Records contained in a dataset

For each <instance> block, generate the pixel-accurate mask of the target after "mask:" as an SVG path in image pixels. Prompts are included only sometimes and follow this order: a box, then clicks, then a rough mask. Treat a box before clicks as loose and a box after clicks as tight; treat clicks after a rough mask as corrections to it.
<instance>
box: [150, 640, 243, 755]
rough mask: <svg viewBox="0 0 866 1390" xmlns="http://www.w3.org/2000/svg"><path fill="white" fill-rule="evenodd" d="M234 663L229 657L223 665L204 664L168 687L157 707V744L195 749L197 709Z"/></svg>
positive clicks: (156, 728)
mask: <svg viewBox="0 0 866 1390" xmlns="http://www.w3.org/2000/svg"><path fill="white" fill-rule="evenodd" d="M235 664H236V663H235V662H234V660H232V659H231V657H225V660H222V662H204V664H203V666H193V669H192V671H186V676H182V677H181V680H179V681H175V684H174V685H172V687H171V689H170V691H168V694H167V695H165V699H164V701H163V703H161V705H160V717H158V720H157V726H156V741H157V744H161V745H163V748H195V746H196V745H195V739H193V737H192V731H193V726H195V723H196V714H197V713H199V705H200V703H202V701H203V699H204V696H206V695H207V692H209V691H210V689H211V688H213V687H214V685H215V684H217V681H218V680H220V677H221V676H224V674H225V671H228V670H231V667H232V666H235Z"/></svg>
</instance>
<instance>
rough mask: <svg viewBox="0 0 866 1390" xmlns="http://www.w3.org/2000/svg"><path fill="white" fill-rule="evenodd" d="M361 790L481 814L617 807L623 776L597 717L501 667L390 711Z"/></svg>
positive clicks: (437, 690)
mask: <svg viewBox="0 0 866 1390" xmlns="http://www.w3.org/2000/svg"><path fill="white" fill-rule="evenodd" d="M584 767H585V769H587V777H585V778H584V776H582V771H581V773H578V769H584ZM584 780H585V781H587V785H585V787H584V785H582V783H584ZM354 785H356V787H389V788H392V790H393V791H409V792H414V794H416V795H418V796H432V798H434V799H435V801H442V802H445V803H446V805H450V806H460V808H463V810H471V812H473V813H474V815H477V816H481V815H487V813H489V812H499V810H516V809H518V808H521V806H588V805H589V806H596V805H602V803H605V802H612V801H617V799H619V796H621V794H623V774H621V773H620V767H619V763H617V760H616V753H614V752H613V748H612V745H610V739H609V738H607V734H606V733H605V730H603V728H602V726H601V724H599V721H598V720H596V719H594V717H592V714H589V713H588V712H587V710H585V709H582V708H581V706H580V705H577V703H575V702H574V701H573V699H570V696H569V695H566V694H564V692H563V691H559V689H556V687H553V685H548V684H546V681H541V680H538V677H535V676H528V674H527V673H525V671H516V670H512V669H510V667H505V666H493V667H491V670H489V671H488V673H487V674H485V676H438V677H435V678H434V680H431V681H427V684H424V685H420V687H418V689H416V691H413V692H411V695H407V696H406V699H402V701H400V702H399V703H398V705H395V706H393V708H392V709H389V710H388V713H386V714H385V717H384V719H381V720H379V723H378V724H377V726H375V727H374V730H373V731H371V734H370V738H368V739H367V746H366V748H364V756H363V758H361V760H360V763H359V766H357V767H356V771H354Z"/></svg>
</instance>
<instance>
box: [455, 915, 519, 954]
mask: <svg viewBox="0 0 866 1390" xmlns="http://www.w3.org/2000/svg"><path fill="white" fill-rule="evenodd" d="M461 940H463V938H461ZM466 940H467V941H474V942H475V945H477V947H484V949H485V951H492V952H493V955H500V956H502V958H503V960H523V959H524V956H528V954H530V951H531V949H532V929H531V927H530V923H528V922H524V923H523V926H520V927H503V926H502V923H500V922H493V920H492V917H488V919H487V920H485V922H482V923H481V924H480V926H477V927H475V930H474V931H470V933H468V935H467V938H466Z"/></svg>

## [Work task]
Which of the lines above mention the word "rough"? Pull those lines out.

## [Answer to this problem]
For each <instance> block, generate the pixel-accurate mask of the target after "mask:" as an SVG path in image pixels. Prompts are included only sometimes and follow this order: a box, then clicks, then a rough mask. Treat a box before clicks as loose and a box after clicks as tight; treat clicks after a rough mask as corrections to it.
rough mask: <svg viewBox="0 0 866 1390" xmlns="http://www.w3.org/2000/svg"><path fill="white" fill-rule="evenodd" d="M234 663L229 657L223 665L204 664L168 687L157 707V744L195 749L197 709Z"/></svg>
rough mask: <svg viewBox="0 0 866 1390" xmlns="http://www.w3.org/2000/svg"><path fill="white" fill-rule="evenodd" d="M361 790L481 814L617 807L623 776L597 717L501 667L390 711Z"/></svg>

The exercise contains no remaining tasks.